====== SOURCE EXTRACT

The energy efficiency increase can be analytically modelled. Equation 17 gives the ETR ratio of a superscalar architecture versus a simple scalar processor; a value larger than one indicates that the superscalar design is more energy efficient. The S term is the ratio of the throughputs, and the C<sub>EFF</sub> terms are from the ratio of the energies (architectures are compared at constant supply voltage). The individual terms represent the contribution of the datapaths, C<sub>EFF</sub><sup>Dx</sup>, the memory sub-system, C<sub>EFF</sub><sup>Mx</sup>, and the dynamic scheduler and other control overhead, C<sub>EFF</sub><sup>Cx</sup>. The 0 suffix denotes the scalar implementation, while the 1 suffix denotes the superscalar implementation. The quantity C<sub>EFF</sub><sup>C0</sup> has been omitted, because it has been observed that the control overhead of the scalar processor is minimal: C<sub>EFF</sub><sup>C0</sup> <<C<sub>EFF</sub><sup>D0,M0</sup> [11].

============

YOUR ASSIGNMENT:
Copy out the entire passage above on the energy efficiency of superscalar processors, word for word.

====== PROVIDED INFORMATION

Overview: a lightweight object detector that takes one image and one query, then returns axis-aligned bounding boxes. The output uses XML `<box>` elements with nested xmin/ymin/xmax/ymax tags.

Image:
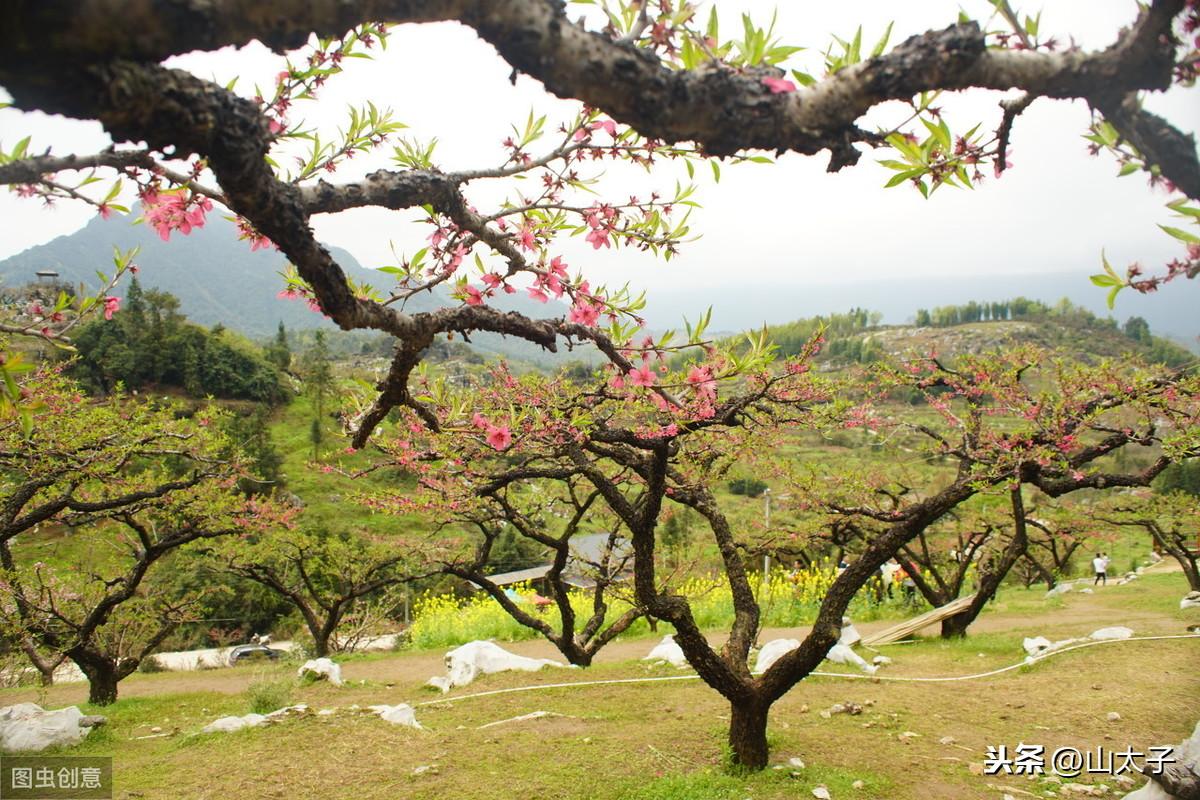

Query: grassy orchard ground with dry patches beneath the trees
<box><xmin>0</xmin><ymin>567</ymin><xmax>1200</xmax><ymax>800</ymax></box>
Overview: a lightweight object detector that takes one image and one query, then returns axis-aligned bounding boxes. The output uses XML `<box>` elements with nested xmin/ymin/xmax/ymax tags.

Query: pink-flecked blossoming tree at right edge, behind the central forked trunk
<box><xmin>794</xmin><ymin>348</ymin><xmax>1200</xmax><ymax>637</ymax></box>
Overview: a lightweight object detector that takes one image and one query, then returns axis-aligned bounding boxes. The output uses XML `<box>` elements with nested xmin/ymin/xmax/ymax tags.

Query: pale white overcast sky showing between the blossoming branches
<box><xmin>0</xmin><ymin>0</ymin><xmax>1200</xmax><ymax>300</ymax></box>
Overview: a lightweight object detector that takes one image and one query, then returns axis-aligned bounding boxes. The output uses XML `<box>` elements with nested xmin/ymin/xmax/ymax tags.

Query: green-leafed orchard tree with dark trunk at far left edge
<box><xmin>0</xmin><ymin>371</ymin><xmax>274</xmax><ymax>704</ymax></box>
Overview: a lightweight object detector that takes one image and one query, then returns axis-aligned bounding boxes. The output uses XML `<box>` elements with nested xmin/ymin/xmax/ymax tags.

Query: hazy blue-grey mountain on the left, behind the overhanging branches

============

SOLVED EXERCISE:
The energy efficiency increase can be analytically modelled. Equation 17 gives the ETR ratio of a superscalar architecture versus a simple scalar processor; a value larger than one indicates that the superscalar design is more energy efficient. The S term is the ratio of the throughputs, and the C<sub>EFF</sub> terms are from the ratio of the energies (architectures are compared at constant supply voltage). The individual terms represent the contribution of the datapaths, C<sub>EFF</sub><sup>Dx</sup>, the memory sub-system, C<sub>EFF</sub><sup>Mx</sup>, and the dynamic scheduler and other control overhead, C<sub>EFF</sub><sup>Cx</sup>. The 0 suffix denotes the scalar implementation, while the 1 suffix denotes the superscalar implementation. The quantity C<sub>EFF</sub><sup>C0</sup> has been omitted, because it has been observed that the control overhead of the scalar processor is minimal: C<sub>EFF</sub><sup>C0</sup> <<C<sub>EFF</sub><sup>D0,M0</sup> [11].